--- 引用文 ---

━━━━━━━━━━━━━━━━━━━━

宿泊を伴う夜間の勤務(宿直勤務※)と宿泊を伴わない昼間の勤務(日直勤務)を合わせて宿日直勤務という。
※宿直勤務では仮眠可能な場合あり
なお、宿日直勤務は勤務態様から普通宿日直勤務、常直勤務、当直勤務の三種類に分けられます。
- 普通宿日直勤務
本来の勤務に従事しないで行う庁舎、設備、備品、書類等の保全、外部との連絡、文書の収受及び庁内の監視を目的とする勤務
- 常直勤務
普通宿日直勤務のうち、庁舎に附属する居住室において私生活を営みつつ常時行う勤務 - 当直勤務
本来業務に近いものの、普通宿日直勤務と同様、待機を中心とする勤務密度の薄い勤務
ちなみに、超過勤務手当・休日給・夜勤手当の支給対象外となる管理監督職員は宿日直手当の支給対象(指定職は対象外)となります。
宿日直手当の支給額
次に、宿日直手当の支給額ですが、勤務態様によって支給額がそれぞれ定められています。

━━━━━━━━━━━━━━━━━━━━

--- やること ---
引用文の「宿泊を伴う夜間の勤務(宿直勤」から「指定職は対象外)となります。」までを、「庁舎」を「建物」に置き換えて書き直してください。

[記録されたデータ]
━━━━━━━━━━━━━━━━━━━━

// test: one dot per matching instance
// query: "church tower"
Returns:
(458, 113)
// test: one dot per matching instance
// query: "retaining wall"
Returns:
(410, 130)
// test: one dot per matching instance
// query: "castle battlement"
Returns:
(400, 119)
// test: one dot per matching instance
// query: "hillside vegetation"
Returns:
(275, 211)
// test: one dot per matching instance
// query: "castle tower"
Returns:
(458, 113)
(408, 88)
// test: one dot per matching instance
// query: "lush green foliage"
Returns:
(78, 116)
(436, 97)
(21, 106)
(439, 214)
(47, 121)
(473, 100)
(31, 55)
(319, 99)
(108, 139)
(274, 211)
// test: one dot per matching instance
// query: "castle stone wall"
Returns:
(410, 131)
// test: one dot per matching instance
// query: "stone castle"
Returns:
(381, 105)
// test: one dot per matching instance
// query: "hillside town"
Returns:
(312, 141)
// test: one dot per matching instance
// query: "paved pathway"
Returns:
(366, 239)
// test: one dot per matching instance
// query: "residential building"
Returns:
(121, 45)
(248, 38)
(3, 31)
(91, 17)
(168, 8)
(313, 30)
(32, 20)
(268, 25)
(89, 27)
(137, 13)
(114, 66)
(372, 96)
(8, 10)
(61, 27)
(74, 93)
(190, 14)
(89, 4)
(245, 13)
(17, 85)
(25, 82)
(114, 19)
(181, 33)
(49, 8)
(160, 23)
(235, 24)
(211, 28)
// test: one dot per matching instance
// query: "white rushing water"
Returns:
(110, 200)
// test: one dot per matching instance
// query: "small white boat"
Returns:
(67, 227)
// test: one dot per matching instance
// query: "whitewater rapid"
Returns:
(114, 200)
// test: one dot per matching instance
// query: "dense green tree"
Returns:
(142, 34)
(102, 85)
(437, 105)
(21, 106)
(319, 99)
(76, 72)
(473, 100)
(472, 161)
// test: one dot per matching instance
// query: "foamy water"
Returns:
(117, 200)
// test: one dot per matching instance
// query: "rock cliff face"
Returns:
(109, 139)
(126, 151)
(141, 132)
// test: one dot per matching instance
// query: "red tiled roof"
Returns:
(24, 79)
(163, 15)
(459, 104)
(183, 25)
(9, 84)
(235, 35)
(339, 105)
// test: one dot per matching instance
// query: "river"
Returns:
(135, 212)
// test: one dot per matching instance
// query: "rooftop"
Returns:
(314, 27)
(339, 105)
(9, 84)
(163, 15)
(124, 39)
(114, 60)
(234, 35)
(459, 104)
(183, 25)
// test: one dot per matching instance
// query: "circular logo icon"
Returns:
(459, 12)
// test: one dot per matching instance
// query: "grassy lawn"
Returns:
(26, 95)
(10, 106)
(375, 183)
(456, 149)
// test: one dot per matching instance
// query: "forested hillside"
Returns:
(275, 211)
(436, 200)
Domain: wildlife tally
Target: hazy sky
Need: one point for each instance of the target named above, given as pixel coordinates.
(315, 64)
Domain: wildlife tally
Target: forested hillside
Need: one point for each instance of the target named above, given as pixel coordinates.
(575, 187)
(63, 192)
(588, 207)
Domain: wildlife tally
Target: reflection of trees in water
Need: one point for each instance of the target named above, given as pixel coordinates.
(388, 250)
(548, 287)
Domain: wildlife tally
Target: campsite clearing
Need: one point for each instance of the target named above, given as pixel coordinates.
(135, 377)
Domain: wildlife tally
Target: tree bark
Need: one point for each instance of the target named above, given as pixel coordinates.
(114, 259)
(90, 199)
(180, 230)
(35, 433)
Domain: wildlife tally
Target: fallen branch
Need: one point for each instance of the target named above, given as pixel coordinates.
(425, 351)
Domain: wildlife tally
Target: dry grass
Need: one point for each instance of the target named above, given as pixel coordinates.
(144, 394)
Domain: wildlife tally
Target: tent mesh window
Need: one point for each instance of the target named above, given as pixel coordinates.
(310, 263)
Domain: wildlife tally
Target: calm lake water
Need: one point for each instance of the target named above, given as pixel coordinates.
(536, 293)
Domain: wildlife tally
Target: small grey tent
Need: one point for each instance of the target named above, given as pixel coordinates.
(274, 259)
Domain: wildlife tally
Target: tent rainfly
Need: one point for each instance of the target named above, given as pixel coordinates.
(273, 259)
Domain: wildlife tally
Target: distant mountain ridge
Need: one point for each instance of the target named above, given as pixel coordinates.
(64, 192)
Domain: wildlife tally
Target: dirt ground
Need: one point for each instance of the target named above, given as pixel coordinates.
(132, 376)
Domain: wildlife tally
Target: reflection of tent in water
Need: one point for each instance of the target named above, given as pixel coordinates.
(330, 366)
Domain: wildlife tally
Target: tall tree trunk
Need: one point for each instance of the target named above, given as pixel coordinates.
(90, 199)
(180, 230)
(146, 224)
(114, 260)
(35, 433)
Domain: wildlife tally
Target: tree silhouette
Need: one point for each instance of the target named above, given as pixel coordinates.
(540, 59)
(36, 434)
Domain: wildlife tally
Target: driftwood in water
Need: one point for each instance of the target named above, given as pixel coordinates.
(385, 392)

━━━━━━━━━━━━━━━━━━━━

--- 答え ---
宿泊を伴う夜間の勤務(宿直勤務※)と宿泊を伴わない昼間の勤務(日直勤務)を合わせて宿日直勤務という。
※宿直勤務では仮眠可能な場合あり
なお、宿日直勤務は勤務態様から普通宿日直勤務、常直勤務、当直勤務の三種類に分けられます。
- 普通宿日直勤務
本来の勤務に従事しないで行う建物、設備、備品、書類等の保全、外部との連絡、文書の収受及び庁内の監視を目的とする勤務
- 常直勤務
普通宿日直勤務のうち、建物に附属する居住室において私生活を営みつつ常時行う勤務 - 当直勤務
本来業務に近いものの、普通宿日直勤務と同様、待機を中心とする勤務密度の薄い勤務
ちなみに、超過勤務手当・休日給・夜勤手当の支給対象外となる管理監督職員は宿日直手当の支給対象(指定職は対象外)となります。